[[ PASSAGE PROVIDED open ]]

The researchers analyzed the surveys of 3,429 insured women about whether they had ever suffered from physical or sexual IPV, as well as their mental, social, and physical health. Although 34 percent of the women had suffered from sexual and/or physical IPV, only 5 percent said they suffered the abuse within the past year. For the others, it had been a median of 19 years since the last episode of abuse. Compared with never abused women, women with a history of sexual IPV had the worst overall health.
Women with a history of sexual IPV only had scores on the mental and social health components of the Short Form-36 survey that were 4.28 to 6.22 points lower than nonabused women, and women with a history of both physical and sexual IPV had scores that were 4.95 to 5.81 points lower. Women who suffered from physical IPV only had scores that were 2.41 to 2.87 points lower than never abused women.

[[ PASSAGE PROVIDED closed ]]
[[ MATERIAL SUPPLIED open ]]

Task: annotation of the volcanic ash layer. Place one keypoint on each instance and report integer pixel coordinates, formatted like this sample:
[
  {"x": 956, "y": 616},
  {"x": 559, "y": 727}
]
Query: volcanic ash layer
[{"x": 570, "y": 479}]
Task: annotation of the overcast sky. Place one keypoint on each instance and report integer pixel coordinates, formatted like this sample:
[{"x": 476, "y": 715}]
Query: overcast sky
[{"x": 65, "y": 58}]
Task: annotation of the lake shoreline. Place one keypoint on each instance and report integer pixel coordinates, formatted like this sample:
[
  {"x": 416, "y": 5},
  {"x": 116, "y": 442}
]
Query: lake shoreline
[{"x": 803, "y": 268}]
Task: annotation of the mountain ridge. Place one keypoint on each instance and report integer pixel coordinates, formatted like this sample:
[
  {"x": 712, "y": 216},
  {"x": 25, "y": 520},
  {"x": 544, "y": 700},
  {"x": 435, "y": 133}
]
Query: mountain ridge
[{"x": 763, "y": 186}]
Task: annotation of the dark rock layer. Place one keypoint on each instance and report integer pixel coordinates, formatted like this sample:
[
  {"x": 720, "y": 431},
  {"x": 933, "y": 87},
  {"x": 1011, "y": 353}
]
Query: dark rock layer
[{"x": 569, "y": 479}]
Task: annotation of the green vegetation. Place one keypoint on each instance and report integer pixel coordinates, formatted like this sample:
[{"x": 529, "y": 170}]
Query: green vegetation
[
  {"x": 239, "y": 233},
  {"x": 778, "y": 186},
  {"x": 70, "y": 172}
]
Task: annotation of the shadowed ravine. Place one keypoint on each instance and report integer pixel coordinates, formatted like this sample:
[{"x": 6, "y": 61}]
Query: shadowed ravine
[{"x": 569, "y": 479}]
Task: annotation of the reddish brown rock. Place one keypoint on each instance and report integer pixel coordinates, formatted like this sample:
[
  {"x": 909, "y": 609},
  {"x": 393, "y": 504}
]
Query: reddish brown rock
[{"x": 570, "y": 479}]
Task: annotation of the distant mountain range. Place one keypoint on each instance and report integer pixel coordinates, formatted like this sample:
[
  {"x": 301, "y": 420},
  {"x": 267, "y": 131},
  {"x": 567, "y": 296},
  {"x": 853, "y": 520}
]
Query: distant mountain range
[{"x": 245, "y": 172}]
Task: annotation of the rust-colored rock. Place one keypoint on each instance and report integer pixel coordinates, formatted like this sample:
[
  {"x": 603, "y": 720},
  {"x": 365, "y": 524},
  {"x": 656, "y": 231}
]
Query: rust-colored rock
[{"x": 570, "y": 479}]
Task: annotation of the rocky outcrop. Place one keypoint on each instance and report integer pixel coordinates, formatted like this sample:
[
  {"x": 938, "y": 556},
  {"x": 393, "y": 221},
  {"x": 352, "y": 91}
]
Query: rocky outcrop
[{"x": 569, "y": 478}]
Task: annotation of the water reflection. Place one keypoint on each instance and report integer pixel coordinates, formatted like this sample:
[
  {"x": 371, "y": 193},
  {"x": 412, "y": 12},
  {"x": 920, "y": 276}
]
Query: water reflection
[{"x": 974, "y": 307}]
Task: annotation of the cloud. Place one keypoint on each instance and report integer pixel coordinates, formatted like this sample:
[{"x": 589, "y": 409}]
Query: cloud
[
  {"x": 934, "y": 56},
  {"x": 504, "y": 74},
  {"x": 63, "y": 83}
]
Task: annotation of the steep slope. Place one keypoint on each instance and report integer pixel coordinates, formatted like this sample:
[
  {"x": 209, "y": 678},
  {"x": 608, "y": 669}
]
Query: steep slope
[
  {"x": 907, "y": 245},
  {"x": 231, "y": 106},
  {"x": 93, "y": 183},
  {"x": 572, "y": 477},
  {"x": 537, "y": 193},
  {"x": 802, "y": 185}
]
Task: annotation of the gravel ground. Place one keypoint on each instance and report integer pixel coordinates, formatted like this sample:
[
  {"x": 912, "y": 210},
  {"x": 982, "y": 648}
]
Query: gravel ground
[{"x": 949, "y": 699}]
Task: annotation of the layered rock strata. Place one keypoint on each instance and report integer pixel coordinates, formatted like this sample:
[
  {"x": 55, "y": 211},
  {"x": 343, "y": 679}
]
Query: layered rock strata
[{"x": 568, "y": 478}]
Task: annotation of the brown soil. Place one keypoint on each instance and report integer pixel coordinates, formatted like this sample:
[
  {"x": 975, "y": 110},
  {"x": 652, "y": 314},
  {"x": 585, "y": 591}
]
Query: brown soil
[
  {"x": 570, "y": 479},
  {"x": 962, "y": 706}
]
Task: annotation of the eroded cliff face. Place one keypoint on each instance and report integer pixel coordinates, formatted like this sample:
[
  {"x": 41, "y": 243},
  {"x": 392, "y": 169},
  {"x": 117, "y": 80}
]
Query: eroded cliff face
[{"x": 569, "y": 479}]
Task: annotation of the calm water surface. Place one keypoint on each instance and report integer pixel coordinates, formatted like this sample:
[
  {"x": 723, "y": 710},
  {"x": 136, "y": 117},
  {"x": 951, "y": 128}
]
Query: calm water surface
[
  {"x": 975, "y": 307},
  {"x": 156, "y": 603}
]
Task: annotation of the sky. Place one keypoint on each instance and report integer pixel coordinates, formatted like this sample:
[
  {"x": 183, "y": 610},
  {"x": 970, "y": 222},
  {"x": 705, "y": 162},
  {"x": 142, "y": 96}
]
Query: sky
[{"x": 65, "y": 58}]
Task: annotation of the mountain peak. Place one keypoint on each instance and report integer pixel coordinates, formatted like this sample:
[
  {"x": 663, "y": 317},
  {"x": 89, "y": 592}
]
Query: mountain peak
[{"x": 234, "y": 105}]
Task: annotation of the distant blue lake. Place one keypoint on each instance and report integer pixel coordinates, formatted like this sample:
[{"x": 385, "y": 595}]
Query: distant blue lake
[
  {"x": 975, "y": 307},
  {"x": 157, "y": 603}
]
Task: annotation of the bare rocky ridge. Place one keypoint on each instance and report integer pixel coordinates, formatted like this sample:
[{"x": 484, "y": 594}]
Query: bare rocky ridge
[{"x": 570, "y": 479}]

[[ MATERIAL SUPPLIED closed ]]
[[ MATERIAL SUPPLIED open ]]

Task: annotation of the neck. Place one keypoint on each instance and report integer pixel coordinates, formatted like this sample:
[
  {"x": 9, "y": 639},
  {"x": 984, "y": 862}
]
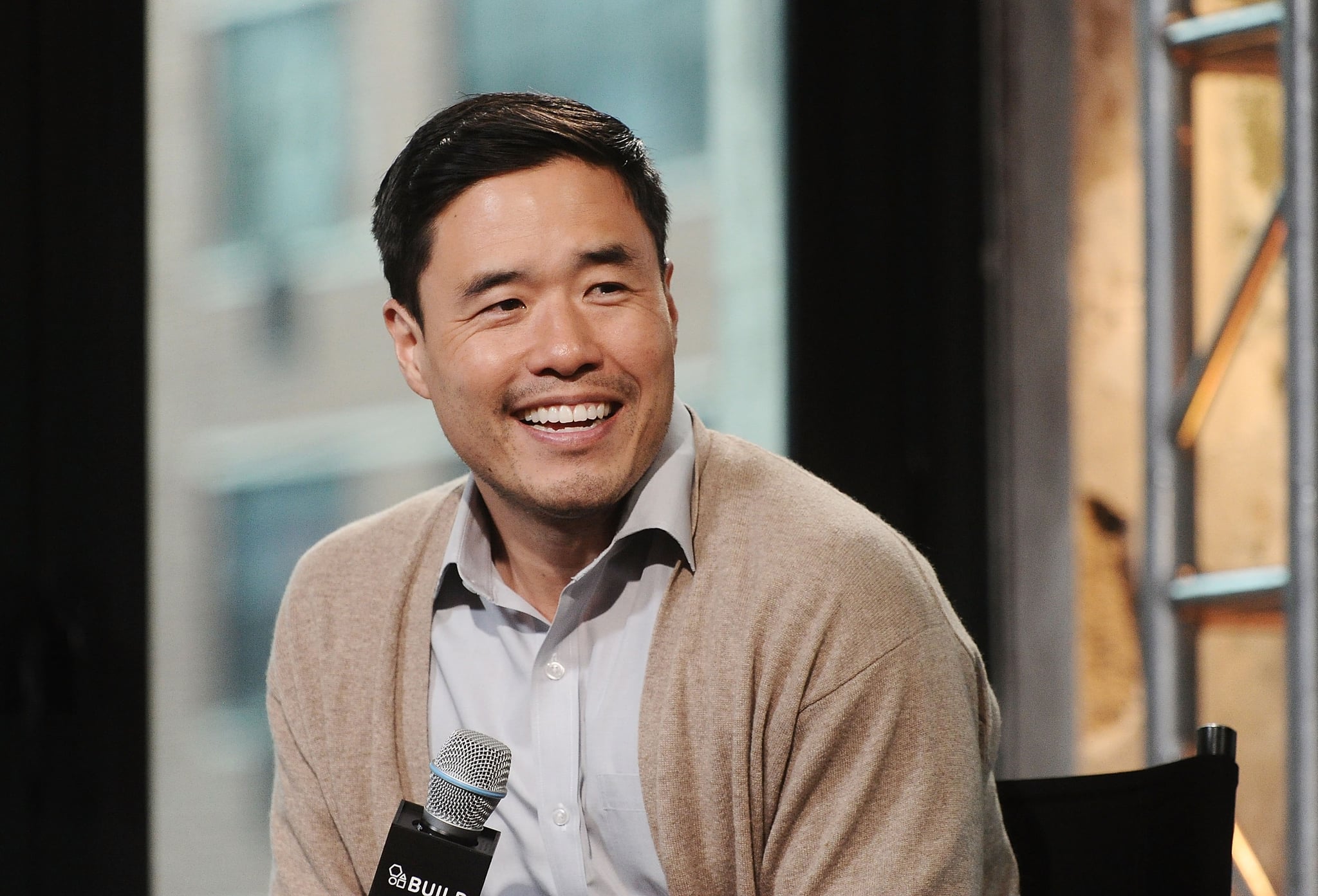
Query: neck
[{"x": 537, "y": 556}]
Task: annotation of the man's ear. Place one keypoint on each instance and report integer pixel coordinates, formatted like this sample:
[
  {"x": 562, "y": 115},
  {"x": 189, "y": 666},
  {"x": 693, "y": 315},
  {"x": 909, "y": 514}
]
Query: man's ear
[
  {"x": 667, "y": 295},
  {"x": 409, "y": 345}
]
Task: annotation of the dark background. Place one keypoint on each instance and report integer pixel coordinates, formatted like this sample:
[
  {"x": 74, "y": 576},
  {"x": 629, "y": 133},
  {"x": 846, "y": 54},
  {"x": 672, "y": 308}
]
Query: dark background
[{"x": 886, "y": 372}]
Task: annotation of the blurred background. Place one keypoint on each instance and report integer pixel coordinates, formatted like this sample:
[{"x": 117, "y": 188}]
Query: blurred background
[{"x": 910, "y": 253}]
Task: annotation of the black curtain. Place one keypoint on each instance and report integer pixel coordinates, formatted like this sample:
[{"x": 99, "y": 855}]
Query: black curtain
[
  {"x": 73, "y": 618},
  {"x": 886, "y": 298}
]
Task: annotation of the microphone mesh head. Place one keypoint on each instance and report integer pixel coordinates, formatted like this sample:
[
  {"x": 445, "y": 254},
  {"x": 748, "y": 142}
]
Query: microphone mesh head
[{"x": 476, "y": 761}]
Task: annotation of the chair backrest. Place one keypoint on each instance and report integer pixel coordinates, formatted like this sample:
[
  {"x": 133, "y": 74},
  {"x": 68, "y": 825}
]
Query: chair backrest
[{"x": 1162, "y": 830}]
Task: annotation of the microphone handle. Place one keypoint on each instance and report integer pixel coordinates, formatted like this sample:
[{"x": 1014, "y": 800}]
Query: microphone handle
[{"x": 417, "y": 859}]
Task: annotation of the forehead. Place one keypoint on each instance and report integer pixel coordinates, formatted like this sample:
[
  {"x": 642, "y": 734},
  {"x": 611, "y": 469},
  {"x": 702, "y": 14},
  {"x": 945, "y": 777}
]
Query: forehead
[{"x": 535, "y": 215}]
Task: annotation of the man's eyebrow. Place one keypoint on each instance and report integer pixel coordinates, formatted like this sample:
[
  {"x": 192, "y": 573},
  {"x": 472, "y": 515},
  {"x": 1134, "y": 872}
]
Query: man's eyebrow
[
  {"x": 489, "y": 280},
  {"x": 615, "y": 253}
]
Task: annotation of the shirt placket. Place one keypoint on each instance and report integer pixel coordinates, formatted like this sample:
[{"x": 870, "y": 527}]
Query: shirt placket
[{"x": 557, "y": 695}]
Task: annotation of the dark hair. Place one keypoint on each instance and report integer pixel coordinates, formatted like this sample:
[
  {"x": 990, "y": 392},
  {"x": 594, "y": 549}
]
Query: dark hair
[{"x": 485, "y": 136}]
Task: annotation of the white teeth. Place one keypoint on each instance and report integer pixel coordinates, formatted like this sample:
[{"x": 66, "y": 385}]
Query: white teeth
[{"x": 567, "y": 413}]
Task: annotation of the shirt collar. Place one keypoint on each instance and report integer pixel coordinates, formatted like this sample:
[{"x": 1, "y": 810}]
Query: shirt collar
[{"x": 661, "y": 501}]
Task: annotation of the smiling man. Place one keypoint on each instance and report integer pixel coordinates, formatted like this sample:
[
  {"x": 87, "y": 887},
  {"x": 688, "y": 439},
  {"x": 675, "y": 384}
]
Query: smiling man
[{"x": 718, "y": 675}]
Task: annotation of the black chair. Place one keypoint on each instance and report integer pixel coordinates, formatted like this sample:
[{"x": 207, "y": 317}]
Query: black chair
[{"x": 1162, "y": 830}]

[[ MATERIAL SUPPLIED closed ]]

PROBLEM: Rename "researchers" as "investigators" in the passage on partner abuse and women's health, and reproduce the portion between "The researchers analyzed" and "worst overall health.", inclusive, with that change. Rely solely on the passage on partner abuse and women's health.

YOUR RESPONSE:
The investigators analyzed the surveys of 3,429 insured women about whether they had ever suffered from physical or sexual IPV, as well as their mental, social, and physical health. Although 34 percent of the women had suffered from sexual and/or physical IPV, only 5 percent said they suffered the abuse within the past year. For the others, it had been a median of 19 years since the last episode of abuse. Compared with never abused women, women with a history of sexual IPV had the worst overall health.